Report the number of lines in the records below that contain the word "american", and nothing more.

───── Raw data

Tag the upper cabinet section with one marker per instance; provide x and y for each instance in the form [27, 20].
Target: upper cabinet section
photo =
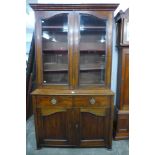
[92, 50]
[73, 45]
[55, 49]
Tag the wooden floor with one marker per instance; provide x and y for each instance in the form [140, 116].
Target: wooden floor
[120, 147]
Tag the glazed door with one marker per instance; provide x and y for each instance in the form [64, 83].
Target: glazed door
[92, 49]
[54, 126]
[54, 49]
[93, 127]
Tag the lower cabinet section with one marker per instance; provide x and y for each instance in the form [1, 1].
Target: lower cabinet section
[121, 127]
[94, 126]
[72, 125]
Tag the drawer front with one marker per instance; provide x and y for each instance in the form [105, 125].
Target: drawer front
[91, 101]
[54, 101]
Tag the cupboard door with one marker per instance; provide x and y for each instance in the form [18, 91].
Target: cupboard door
[94, 126]
[92, 49]
[54, 126]
[54, 49]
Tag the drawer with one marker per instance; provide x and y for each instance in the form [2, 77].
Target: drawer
[53, 101]
[91, 101]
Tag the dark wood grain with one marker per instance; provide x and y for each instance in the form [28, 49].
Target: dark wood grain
[121, 123]
[73, 7]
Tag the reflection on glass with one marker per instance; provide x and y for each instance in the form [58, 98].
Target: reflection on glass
[55, 49]
[92, 50]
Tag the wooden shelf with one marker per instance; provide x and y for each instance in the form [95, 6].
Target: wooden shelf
[52, 27]
[93, 27]
[60, 46]
[49, 67]
[98, 66]
[92, 46]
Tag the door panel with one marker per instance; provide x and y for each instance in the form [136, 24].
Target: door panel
[93, 126]
[55, 126]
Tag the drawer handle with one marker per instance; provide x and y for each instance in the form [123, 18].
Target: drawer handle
[53, 101]
[92, 101]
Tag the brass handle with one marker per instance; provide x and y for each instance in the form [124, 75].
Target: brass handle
[92, 101]
[53, 101]
[76, 126]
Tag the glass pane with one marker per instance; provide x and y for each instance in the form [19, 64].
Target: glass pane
[55, 49]
[92, 50]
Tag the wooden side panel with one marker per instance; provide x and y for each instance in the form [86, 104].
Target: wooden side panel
[122, 126]
[125, 79]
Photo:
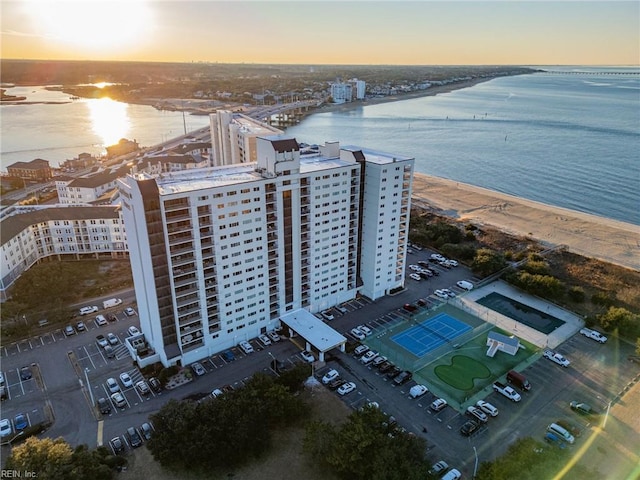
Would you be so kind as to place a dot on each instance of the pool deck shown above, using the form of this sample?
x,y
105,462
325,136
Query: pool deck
x,y
573,323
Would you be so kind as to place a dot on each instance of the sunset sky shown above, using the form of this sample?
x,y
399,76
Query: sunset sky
x,y
325,32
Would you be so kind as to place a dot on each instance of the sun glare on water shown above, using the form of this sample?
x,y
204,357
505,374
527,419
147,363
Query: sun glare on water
x,y
109,120
92,26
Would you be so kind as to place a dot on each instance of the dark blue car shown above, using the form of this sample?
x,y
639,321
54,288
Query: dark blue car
x,y
20,422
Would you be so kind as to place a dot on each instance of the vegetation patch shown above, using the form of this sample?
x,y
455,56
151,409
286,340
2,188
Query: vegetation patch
x,y
461,372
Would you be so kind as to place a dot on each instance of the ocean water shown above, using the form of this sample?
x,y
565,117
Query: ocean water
x,y
570,140
57,132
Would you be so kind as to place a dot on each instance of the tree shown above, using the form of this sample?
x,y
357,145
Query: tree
x,y
53,459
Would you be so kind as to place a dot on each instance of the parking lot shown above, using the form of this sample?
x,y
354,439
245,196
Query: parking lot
x,y
61,365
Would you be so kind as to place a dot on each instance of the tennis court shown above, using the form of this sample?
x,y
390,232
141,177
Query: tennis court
x,y
430,334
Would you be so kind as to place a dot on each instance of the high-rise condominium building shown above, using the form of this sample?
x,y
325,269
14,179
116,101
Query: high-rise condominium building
x,y
219,254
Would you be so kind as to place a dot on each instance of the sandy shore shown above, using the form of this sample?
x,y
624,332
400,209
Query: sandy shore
x,y
588,235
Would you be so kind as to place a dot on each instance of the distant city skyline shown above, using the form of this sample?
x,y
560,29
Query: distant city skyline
x,y
327,32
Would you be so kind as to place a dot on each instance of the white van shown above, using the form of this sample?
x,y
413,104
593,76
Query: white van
x,y
465,285
561,432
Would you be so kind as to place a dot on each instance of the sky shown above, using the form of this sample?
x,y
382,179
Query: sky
x,y
419,32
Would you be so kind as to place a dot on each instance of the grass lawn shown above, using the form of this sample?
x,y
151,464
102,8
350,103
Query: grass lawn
x,y
466,371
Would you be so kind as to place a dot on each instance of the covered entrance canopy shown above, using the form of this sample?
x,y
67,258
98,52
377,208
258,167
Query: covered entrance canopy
x,y
315,332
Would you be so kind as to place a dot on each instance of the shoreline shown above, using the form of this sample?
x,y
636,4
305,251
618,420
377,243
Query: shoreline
x,y
590,235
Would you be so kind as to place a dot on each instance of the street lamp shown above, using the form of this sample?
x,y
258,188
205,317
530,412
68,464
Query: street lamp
x,y
475,467
86,376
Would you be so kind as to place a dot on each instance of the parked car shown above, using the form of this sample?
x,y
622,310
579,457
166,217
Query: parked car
x,y
403,377
556,358
198,369
101,341
327,315
346,388
582,408
125,378
104,406
469,427
26,373
117,445
357,333
477,413
360,350
5,428
307,356
143,388
364,329
20,422
273,336
487,408
155,384
88,310
112,385
246,347
133,331
438,404
330,376
146,430
134,437
118,400
368,357
417,391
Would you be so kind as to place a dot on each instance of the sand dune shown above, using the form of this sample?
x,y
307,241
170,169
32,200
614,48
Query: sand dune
x,y
585,234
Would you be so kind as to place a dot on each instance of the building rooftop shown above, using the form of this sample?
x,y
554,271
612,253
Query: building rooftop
x,y
313,330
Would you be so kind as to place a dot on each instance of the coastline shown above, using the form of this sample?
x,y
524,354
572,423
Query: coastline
x,y
589,235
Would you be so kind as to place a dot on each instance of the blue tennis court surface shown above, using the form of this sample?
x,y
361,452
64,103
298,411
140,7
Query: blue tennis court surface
x,y
430,334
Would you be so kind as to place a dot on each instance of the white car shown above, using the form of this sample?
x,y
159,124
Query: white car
x,y
368,357
327,315
273,336
330,376
487,408
465,285
438,404
476,412
346,388
556,357
307,356
112,385
5,428
417,391
125,378
88,310
246,347
357,333
364,329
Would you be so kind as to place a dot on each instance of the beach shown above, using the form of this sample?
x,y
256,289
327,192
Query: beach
x,y
588,235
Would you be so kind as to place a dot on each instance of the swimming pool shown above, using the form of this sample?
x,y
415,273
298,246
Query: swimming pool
x,y
532,317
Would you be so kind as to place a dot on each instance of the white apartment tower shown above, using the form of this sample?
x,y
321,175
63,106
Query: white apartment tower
x,y
219,254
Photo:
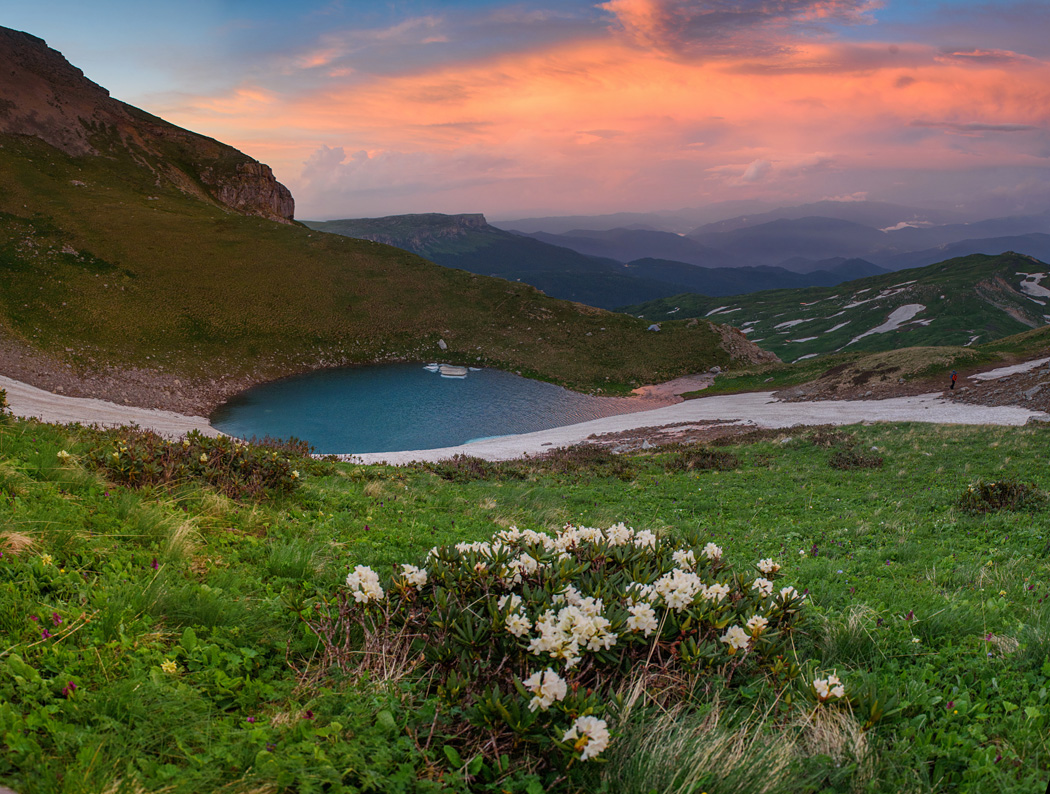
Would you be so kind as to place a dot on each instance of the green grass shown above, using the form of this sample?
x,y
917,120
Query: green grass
x,y
889,558
124,270
967,300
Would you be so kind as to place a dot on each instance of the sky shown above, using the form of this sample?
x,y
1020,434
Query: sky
x,y
555,107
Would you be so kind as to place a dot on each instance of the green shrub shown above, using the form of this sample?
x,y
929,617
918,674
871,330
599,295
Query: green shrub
x,y
851,458
137,458
496,625
989,496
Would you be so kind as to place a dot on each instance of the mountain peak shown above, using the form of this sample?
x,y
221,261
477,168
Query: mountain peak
x,y
44,96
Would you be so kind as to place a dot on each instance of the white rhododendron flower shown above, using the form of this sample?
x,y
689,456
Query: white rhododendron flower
x,y
830,687
636,591
518,624
589,734
769,566
685,559
563,635
717,591
523,565
513,599
643,618
735,638
678,588
838,690
415,577
756,624
546,687
363,583
763,586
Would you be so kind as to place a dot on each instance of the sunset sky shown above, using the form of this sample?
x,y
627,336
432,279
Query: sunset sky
x,y
572,107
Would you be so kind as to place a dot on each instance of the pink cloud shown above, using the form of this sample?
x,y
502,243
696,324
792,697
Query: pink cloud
x,y
604,124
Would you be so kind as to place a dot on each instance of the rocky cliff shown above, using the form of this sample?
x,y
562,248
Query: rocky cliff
x,y
44,96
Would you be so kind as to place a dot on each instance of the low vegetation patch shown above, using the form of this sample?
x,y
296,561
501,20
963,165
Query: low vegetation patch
x,y
165,638
527,638
700,459
140,458
852,458
989,496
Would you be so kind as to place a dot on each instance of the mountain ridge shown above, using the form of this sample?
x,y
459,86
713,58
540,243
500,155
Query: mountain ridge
x,y
42,95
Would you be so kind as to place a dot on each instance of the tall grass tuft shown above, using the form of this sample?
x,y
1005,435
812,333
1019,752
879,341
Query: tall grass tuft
x,y
684,752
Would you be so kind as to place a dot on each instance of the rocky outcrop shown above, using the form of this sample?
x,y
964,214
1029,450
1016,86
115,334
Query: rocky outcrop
x,y
252,190
42,95
739,348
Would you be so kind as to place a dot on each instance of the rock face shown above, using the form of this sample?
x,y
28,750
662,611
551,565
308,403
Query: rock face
x,y
44,96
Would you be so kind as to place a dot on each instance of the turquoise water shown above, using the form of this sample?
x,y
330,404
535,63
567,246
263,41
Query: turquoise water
x,y
391,408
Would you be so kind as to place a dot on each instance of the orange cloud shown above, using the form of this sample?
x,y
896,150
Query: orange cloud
x,y
603,123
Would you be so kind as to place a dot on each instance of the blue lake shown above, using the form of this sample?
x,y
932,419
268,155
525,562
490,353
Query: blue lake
x,y
392,408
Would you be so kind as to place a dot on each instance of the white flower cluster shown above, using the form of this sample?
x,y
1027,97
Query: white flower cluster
x,y
679,589
830,687
736,639
363,583
563,635
414,577
756,624
590,735
516,621
546,687
643,618
763,586
685,559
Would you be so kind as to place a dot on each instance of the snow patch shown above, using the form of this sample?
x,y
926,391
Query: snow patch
x,y
1002,372
897,318
1030,285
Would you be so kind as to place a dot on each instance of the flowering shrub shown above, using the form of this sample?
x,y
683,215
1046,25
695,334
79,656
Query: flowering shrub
x,y
139,458
528,634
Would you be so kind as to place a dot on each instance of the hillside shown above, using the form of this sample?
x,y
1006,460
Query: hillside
x,y
572,272
960,301
124,274
469,243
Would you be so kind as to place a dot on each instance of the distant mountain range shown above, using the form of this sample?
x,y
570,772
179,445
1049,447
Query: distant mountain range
x,y
962,301
149,265
469,243
801,238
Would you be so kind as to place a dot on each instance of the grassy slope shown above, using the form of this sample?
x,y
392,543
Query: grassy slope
x,y
152,277
560,272
889,559
966,300
909,363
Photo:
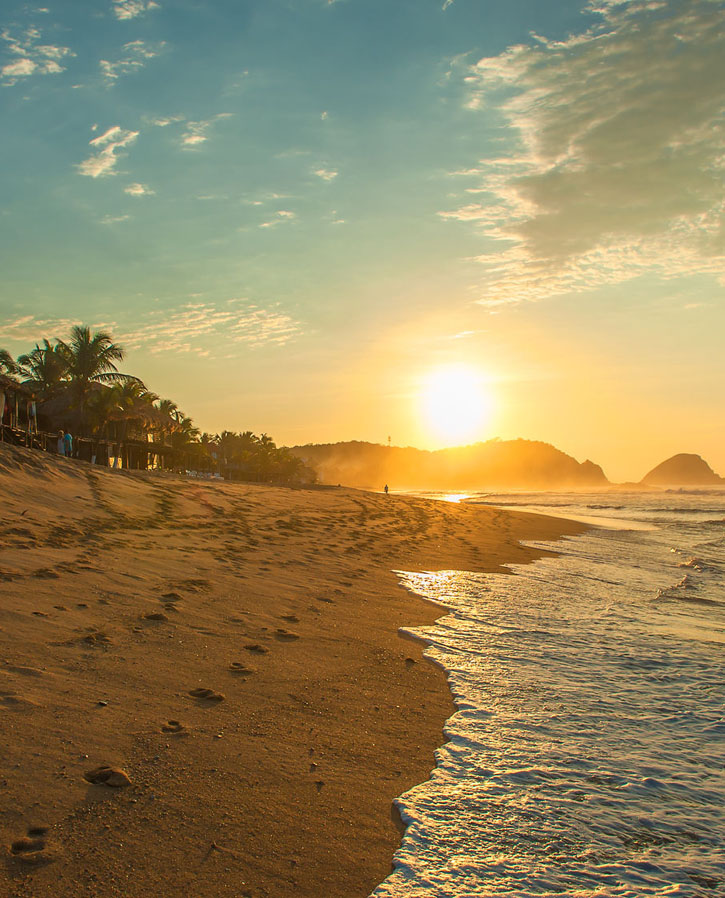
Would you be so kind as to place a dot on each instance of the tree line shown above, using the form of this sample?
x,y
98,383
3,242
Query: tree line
x,y
78,380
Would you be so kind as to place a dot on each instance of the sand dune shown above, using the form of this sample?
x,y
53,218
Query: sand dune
x,y
202,689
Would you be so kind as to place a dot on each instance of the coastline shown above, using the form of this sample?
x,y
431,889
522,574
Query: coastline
x,y
285,786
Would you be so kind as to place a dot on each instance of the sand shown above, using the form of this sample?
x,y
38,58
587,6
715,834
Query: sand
x,y
202,687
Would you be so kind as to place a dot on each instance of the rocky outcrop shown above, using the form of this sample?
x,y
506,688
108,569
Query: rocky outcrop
x,y
684,469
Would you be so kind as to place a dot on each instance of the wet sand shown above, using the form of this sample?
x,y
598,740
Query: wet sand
x,y
230,652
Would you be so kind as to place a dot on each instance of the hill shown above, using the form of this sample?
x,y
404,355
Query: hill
x,y
683,470
525,464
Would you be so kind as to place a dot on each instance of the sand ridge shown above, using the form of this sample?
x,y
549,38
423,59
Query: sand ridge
x,y
232,651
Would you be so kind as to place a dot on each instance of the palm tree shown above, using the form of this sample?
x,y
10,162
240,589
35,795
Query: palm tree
x,y
45,367
8,366
91,359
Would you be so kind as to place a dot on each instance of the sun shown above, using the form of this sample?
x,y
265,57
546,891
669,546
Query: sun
x,y
456,403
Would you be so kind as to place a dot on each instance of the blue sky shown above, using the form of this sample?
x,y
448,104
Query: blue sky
x,y
288,212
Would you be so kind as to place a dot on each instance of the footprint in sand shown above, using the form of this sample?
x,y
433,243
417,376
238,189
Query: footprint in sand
x,y
238,667
206,695
45,573
34,848
107,776
174,728
95,638
23,671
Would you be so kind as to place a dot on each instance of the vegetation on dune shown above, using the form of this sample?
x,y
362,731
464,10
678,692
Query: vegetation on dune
x,y
77,386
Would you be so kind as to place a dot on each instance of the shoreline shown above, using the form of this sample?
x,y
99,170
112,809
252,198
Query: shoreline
x,y
122,592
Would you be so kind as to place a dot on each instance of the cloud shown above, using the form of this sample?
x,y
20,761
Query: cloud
x,y
107,144
135,56
32,58
326,174
164,121
282,216
138,190
618,166
196,132
129,9
32,329
205,328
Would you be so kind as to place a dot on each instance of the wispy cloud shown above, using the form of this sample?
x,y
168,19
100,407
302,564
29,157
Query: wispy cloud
x,y
135,56
210,327
326,174
129,9
32,328
114,219
282,215
197,132
107,146
138,190
619,168
164,121
204,328
31,57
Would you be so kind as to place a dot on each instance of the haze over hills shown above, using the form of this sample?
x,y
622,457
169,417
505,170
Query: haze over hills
x,y
684,469
507,464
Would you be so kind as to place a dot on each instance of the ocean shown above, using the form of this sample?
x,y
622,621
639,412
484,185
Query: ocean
x,y
587,754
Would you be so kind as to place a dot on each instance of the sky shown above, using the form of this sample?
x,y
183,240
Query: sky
x,y
311,218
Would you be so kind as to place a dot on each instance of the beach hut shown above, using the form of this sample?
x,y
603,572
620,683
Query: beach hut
x,y
17,412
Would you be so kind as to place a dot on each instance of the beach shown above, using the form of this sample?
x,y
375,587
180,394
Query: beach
x,y
233,650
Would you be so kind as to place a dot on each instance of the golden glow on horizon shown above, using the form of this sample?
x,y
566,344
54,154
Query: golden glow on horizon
x,y
456,403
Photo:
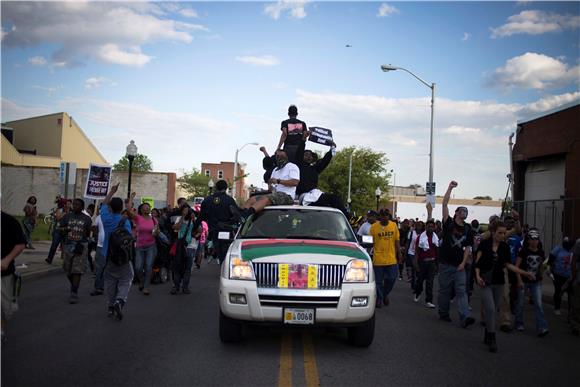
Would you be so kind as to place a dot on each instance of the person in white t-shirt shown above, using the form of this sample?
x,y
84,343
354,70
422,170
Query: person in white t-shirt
x,y
283,182
100,258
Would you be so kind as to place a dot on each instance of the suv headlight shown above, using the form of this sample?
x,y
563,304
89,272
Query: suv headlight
x,y
357,270
240,269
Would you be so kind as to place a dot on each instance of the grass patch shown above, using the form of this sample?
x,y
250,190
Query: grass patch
x,y
40,232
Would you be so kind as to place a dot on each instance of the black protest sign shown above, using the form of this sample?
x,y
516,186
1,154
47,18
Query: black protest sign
x,y
321,135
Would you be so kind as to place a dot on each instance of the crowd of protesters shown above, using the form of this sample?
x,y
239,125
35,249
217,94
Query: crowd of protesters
x,y
143,245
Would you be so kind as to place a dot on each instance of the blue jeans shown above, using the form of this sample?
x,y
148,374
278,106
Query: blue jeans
x,y
385,278
100,261
536,294
450,278
144,264
56,240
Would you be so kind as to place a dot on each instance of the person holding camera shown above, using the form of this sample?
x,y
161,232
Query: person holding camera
x,y
76,227
493,255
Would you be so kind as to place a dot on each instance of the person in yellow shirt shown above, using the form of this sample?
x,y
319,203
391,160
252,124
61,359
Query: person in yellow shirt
x,y
386,255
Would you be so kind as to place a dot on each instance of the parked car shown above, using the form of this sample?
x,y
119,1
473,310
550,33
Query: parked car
x,y
297,265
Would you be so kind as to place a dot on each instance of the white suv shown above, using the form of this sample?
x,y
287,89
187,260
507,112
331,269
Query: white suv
x,y
297,265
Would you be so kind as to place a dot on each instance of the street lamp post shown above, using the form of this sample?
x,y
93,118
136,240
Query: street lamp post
x,y
348,200
387,68
378,195
131,153
236,167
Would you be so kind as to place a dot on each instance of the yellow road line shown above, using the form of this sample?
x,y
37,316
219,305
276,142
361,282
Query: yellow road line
x,y
310,369
285,368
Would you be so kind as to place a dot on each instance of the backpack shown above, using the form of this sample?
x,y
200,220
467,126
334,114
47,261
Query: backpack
x,y
120,249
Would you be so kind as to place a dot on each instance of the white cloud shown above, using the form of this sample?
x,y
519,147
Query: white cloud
x,y
296,9
535,22
188,12
264,60
96,82
111,32
387,10
533,71
37,61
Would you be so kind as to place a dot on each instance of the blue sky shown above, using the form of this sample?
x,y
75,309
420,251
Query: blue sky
x,y
190,82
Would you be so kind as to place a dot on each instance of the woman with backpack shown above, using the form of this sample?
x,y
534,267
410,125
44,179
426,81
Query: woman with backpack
x,y
146,247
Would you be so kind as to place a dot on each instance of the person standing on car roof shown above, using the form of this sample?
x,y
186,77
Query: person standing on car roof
x,y
294,135
215,210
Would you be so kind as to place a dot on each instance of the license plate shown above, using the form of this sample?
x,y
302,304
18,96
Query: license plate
x,y
298,316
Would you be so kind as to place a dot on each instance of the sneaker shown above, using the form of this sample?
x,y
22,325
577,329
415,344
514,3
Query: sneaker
x,y
543,332
467,322
118,310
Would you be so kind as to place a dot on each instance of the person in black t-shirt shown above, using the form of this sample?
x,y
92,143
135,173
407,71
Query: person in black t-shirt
x,y
13,243
530,259
493,255
454,252
294,135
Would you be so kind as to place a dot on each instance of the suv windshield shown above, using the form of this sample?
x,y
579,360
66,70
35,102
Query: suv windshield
x,y
298,223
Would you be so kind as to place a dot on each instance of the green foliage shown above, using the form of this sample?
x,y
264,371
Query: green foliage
x,y
142,163
194,183
368,172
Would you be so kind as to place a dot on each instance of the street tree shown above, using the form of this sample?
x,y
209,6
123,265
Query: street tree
x,y
194,183
368,172
141,163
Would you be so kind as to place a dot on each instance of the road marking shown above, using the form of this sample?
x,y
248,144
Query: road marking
x,y
285,368
310,369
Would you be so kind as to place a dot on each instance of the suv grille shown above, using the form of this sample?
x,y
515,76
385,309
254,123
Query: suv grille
x,y
329,276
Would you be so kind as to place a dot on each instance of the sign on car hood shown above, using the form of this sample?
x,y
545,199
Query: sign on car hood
x,y
267,248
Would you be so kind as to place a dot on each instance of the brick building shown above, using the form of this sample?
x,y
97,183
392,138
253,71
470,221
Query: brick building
x,y
225,170
546,163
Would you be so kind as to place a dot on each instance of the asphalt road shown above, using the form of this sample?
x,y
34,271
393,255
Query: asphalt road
x,y
169,340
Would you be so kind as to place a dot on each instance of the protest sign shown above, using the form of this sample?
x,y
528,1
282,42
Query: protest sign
x,y
149,200
320,135
98,181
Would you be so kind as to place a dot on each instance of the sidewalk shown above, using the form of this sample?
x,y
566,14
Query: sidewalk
x,y
31,264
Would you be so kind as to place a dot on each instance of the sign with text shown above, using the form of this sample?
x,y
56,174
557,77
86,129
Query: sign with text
x,y
320,135
98,181
149,200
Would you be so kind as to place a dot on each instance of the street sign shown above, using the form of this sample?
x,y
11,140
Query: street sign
x,y
430,188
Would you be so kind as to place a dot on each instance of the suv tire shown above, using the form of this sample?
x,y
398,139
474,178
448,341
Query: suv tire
x,y
230,330
363,334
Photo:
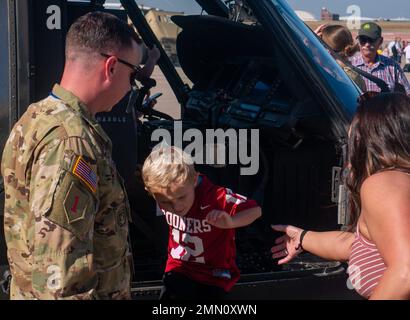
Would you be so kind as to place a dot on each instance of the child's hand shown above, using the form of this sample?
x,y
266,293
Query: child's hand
x,y
220,219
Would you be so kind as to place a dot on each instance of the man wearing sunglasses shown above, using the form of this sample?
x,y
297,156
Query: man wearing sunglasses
x,y
370,39
66,209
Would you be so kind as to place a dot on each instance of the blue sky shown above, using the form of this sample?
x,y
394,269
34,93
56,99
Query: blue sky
x,y
369,8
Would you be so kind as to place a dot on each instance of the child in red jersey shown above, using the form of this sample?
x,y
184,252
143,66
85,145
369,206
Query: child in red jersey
x,y
202,218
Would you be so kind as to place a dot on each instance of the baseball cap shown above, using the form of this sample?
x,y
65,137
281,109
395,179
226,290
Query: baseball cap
x,y
371,30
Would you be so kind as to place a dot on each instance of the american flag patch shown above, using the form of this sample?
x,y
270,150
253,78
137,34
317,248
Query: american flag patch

──────────

_Output of the exercise_
2